PASSAGE
———
Rational Optimist: Reversing extinction t.co/tO7C711c More

Noise versus signal

My latest Mind and Matter column in the Wall Street Journal:

 

Coral reefs around the world are suffering badly from overfishing and various forms of pollution. Yet many experts argue that the greatest threat to them is the acidification of the oceans from the dissolving of man-made carbon dioxide emissions.

The effect of acidification, according to J.E.N. Veron, an Australian coral scientist, will be "nothing less than catastrophic.... What were once thriving coral gardens that supported the greatest biodiversity of the marine realm will become red-black bacterial slime, and they will stay that way."

This is a common view. The Natural Resources Defense Council has called ocean acidification "the scariest environmental problem you've never heard of." Sigourney Weaver, who narrated a film about the issue, said that "the scientists are freaked out." The head of the National Oceanic and Atmospheric Administration calls it global warming's "equally evil twin."

But do the scientific data support such alarm? Last month scientists at San Diego's Scripps Institution of Oceanography and other authors published a study showing how much the pH level (measuring alkalinity versus acidity) varies naturally between parts of the ocean and at different times of the day, month and year.

"On both a monthly and annual scale, even the most stable open ocean sites see pH changes many times larger than the annual rate of acidification," say the authors of the study, adding that because good instruments to measure ocean pH have only recently been deployed, "this variation has been under-appreciated." Over coral reefs, the pH decline between dusk and dawn is almost half as much as the decrease in average pH expected over the next 100 years. The noise is greater than the signal.

Another recent study, by scientists from the U.K., Hawaii and Massachusetts, concluded that "marine and freshwater assemblages have always experienced variable pH conditions," and that "in many freshwater lakes, pH changes that are orders of magnitude greater than those projected for the 22nd-century oceans can occur over periods of hours."
———
DATASET
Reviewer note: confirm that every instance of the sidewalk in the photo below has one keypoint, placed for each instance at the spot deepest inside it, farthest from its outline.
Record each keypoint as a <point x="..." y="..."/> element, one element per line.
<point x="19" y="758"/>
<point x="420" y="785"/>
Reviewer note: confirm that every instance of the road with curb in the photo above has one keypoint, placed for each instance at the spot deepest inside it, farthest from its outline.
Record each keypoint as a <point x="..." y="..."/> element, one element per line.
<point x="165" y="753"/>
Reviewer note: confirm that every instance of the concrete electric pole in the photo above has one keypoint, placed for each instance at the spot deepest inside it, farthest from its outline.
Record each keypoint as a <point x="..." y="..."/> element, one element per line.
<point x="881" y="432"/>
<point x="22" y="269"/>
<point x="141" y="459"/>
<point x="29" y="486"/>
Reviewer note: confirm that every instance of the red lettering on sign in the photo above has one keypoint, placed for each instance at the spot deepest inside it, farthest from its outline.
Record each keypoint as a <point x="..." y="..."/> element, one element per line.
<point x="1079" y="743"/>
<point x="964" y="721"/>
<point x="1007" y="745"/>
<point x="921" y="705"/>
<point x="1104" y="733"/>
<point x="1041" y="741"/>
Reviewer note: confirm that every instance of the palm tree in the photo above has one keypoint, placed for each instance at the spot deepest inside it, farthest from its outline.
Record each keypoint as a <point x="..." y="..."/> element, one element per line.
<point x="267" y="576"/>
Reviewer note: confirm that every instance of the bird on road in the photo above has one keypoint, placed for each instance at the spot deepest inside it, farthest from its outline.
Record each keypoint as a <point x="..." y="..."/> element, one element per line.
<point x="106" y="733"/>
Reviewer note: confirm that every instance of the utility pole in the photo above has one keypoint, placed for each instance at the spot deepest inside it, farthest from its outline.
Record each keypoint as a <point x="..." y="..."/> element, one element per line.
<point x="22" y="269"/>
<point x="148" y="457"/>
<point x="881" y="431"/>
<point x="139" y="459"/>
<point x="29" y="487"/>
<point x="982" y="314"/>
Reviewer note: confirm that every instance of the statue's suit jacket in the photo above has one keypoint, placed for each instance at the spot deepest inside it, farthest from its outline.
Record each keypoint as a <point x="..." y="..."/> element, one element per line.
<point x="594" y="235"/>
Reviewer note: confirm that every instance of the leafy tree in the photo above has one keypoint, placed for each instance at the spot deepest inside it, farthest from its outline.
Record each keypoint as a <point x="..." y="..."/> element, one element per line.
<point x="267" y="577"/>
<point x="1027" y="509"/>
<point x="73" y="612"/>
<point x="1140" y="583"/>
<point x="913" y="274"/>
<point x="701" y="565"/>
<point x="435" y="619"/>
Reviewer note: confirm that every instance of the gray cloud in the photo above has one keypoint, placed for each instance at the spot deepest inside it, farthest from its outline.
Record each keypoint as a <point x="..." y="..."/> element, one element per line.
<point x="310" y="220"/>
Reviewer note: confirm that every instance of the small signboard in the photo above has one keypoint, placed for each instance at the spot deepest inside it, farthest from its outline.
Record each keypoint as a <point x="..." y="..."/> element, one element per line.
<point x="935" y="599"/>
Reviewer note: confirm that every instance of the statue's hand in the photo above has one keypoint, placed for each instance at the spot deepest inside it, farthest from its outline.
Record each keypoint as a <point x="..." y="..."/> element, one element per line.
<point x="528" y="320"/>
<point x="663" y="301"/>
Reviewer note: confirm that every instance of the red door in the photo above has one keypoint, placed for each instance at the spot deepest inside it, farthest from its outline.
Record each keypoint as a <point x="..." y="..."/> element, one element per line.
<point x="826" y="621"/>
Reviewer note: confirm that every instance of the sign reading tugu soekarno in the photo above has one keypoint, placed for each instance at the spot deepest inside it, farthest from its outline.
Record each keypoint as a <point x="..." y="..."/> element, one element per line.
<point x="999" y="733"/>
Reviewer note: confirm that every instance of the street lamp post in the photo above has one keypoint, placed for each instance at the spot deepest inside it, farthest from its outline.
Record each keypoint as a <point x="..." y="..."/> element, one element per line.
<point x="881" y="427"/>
———
TASKS TO COMPLETE
A: In the column on ocean acidification, what does the head of the National Oceanic and Atmospheric Administration call the problem?
B: Write the next few paragraphs of the ocean acidification column, picking up after its final sentence.
The records have no connection to the column on ocean acidification.

ANSWERS BY ITEM NUMBER
A: Global warming's "equally evil twin."

B:
This adds to other hints that the ocean-acidification problem may have been exaggerated. For a start, the ocean is alkaline and in no danger of becoming acid (despite headlines like that from Reuters in 2009: "Climate Change Turning Seas Acid"). If the average pH of the ocean drops to 7.8 from 8.1 by 2100 as predicted, it will still be well above seven, the neutral point where alkalinity becomes acidity.

The central concern is that lower pH will make it harder for corals, clams and other "calcifier" creatures to make calcium carbonate skeletons and shells. Yet this concern also may be overstated. Off Papua New Guinea and the Italian island of Ischia, where natural carbon-dioxide bubbles from volcanic vents make the sea less alkaline, and off the Yucatan, where underwater springs make seawater actually acidic, studies have shown that at least some kinds of calcifiers still thrive—at least as far down as pH 7.8.

In a recent experiment in the Mediterranean, reported in Nature Climate Change, corals and mollusks were transplanted to lower pH sites, where they proved "able to calcify and grow at even faster than normal rates when exposed to the high [carbon-dioxide] levels projected for the next 300 years." In any case, freshwater mussels thrive in Scottish rivers, where the pH is as low as five.

Laboratory experiments find that more marine creatures thrive than suffer when carbon dioxide lowers the pH level to 7.8. This is because the carbon dioxide dissolves mainly as bicarbonate, which many calcifiers use as raw material for carbonate.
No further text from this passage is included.